Exercise: Locate "Intersection-audit request. Target: patio" in the listing below, then output the line holding it and every line after it, exactly and with nothing else.

Given entries:
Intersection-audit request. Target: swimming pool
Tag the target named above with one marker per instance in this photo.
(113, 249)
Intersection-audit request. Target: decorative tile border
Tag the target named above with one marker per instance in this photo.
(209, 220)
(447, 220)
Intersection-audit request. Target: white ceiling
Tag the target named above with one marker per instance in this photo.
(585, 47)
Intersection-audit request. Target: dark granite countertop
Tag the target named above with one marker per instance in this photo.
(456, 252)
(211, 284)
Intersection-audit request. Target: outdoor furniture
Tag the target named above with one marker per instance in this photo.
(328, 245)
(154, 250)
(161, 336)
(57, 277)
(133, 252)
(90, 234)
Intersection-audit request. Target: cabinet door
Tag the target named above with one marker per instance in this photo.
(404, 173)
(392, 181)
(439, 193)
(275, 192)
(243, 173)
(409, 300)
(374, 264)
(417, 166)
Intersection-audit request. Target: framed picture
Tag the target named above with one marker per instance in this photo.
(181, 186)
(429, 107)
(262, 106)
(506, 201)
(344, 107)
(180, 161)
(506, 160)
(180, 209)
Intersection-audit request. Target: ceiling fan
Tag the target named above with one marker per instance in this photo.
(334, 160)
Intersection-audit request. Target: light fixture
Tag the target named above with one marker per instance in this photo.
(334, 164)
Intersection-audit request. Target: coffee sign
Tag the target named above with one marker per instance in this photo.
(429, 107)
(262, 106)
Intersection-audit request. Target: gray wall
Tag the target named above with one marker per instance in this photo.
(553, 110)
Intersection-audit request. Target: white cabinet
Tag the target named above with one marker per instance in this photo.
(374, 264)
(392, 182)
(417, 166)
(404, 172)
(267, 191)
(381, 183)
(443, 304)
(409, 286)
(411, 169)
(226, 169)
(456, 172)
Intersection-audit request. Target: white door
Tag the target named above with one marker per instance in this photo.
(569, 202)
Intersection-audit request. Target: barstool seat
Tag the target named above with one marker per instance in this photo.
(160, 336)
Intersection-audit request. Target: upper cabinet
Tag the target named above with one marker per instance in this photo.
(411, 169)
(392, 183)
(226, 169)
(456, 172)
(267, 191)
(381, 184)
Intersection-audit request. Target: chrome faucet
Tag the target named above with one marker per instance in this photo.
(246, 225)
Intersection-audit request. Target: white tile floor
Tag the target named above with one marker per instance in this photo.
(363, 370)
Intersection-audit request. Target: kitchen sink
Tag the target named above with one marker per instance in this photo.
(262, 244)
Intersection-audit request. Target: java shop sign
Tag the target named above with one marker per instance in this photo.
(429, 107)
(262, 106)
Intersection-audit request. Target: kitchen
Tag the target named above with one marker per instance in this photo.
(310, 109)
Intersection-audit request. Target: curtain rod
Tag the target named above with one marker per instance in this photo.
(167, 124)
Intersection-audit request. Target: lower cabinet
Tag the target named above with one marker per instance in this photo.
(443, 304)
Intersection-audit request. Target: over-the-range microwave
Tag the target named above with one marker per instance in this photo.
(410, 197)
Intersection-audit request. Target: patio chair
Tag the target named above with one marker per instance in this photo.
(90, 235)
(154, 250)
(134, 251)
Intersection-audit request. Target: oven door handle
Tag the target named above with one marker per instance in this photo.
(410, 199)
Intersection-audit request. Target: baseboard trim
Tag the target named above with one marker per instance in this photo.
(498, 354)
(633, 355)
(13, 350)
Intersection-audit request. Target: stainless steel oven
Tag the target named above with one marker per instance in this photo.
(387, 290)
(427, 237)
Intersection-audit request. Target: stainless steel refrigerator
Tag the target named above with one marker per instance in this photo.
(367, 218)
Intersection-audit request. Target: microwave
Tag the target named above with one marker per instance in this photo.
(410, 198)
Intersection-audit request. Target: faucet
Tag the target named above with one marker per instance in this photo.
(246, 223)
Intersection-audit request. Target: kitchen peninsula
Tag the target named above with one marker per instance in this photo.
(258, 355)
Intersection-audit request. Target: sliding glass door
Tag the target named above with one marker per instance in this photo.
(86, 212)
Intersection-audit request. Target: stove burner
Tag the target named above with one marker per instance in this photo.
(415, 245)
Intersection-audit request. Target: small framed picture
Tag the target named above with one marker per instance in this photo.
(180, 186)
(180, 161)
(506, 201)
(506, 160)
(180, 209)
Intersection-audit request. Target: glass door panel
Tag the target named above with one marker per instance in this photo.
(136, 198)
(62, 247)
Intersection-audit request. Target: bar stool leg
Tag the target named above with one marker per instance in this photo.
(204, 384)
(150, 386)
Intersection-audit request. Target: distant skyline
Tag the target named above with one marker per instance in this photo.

Response below:
Intersection-audit request. Target: patio chair
Tag the target named above with one marker per instance in this photo.
(90, 235)
(154, 250)
(134, 251)
Intersection-audit request. Target: oven door handle
Tag the target named above with one marker per instance in this photo.
(410, 199)
Intersection-audit request. Target: baseboard trim
Tag the target named above with one marker per instance in this photo.
(498, 354)
(633, 355)
(13, 350)
Intersection-audit request. Target: stainless steel oven
Tag the target named above with one marker per instance in this photo.
(387, 290)
(427, 237)
Intersection-audit request. Target: stainless steel refrigerator
Tag the target named above with one marker per instance in this photo.
(367, 218)
Intersection-audit request. Target: microwave
Tag the target named above with one marker per instance in this photo.
(410, 198)
Intersection-audit request. Target: faucet
Tag the target named above with one marker per instance in this photo.
(246, 223)
Intersection-audit request. Target: kitchen peninsula
Tag the target named above with one marker per instance in this photo.
(258, 355)
Intersection-audit request. Target: sliding glass door
Tag the target named above with one marker per instance in this photo.
(86, 212)
Intersection-audit request. Target: stove burner
Tag the target named above with one marker per instance in this photo.
(415, 245)
Intersection-audit request. Target: small framed picture
Tag the target named above with one marker per instance in this photo.
(180, 186)
(180, 161)
(506, 201)
(506, 160)
(180, 209)
Intersection-audit request. Target: glass door panel
Tag the target named above with one marker per instance in this photo.
(136, 198)
(62, 247)
Intersection-audit request. Target: bar stool leg
Tag the target named above with one marker per instance in this photo.
(204, 384)
(150, 386)
Intersection-audit request. Target: distant skyline
Tag the target named above with one marker per instance in this photo.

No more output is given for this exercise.